Rescale the records from their first line through the line containing "[[37, 114], [21, 95]]", both included, and give only those lines. Write each line again, requests included, with every x and y coordinate in the answers multiplied by 0.6 and rounded to a whole number, halves rounded up.
#####
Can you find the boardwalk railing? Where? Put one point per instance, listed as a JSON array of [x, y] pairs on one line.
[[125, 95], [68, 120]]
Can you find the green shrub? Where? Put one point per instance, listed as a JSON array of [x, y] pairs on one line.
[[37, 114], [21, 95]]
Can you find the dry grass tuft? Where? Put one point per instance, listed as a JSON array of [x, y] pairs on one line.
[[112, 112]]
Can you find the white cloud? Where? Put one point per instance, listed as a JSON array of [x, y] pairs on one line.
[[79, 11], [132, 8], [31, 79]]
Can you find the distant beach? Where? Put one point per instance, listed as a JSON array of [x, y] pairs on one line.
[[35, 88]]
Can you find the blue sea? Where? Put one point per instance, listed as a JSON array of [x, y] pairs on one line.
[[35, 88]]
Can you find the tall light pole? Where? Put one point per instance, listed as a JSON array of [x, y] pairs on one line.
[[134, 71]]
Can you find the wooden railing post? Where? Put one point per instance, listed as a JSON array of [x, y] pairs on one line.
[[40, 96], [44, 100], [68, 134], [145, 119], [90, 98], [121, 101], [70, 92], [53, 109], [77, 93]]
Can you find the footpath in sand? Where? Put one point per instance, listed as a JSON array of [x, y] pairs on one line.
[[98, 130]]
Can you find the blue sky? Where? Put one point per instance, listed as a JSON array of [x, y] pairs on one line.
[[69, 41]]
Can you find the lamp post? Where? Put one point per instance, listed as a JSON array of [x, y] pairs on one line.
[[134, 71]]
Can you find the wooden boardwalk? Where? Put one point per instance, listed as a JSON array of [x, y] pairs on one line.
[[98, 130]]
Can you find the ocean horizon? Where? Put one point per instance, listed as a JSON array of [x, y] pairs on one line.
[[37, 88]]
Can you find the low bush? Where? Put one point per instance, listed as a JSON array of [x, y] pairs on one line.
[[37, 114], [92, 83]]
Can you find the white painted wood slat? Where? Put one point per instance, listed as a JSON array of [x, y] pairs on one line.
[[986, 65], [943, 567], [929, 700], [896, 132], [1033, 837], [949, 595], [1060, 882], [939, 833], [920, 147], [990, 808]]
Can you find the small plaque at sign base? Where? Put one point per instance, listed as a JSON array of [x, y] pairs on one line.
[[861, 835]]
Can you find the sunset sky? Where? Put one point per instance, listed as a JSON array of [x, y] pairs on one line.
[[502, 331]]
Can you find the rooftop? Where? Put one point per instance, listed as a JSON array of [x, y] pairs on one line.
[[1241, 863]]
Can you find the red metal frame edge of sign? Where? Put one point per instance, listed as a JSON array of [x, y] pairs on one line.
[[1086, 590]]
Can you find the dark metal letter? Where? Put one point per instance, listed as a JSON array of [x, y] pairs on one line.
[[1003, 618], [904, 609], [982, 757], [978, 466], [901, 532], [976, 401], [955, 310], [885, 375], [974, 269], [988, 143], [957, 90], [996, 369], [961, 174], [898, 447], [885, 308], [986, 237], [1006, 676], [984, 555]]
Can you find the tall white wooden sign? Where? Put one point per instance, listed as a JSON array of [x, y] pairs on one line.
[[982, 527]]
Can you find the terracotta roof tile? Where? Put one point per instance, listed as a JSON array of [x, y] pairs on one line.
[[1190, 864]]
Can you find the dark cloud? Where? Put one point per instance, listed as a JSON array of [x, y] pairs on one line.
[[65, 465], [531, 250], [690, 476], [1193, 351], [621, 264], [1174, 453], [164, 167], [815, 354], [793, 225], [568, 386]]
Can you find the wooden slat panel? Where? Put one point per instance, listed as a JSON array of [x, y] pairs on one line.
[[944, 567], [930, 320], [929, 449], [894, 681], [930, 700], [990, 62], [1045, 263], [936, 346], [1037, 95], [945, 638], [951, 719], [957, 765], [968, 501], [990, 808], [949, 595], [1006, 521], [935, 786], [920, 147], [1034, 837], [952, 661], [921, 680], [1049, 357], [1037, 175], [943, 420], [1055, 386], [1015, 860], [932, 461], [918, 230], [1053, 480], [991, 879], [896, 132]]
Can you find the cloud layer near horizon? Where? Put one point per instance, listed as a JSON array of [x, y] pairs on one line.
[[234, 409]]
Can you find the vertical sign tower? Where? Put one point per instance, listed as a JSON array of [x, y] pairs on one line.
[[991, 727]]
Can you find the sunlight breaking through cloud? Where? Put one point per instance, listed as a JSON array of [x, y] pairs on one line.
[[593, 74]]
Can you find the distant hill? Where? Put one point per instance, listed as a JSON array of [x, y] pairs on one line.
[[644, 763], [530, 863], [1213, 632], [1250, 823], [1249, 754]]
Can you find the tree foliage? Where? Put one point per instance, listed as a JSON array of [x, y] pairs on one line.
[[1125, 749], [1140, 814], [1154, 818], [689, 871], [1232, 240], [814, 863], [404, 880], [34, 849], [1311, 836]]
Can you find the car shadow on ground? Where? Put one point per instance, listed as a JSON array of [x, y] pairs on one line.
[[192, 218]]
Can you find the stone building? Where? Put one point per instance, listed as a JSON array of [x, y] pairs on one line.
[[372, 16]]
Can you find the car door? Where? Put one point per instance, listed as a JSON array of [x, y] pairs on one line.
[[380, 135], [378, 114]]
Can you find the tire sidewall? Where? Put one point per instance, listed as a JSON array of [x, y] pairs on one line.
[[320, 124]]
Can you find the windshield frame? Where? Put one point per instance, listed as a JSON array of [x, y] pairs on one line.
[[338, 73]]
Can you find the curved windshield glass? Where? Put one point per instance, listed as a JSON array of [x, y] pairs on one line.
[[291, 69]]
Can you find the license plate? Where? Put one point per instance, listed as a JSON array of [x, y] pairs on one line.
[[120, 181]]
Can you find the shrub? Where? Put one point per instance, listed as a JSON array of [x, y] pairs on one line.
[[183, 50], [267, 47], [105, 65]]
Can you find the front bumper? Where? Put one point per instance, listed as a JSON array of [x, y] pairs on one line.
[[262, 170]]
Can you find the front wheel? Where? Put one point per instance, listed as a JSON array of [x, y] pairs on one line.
#####
# FINAL RESULT
Can you find the boardwalk railing? Where? Put one point per instance, listed as a JSON array of [x, y] pairs on one line.
[[75, 57], [41, 72]]
Can you find the green shrub? Where? Put one point per instance, listed as a JSON array of [x, y] pairs on one line.
[[22, 68], [13, 57]]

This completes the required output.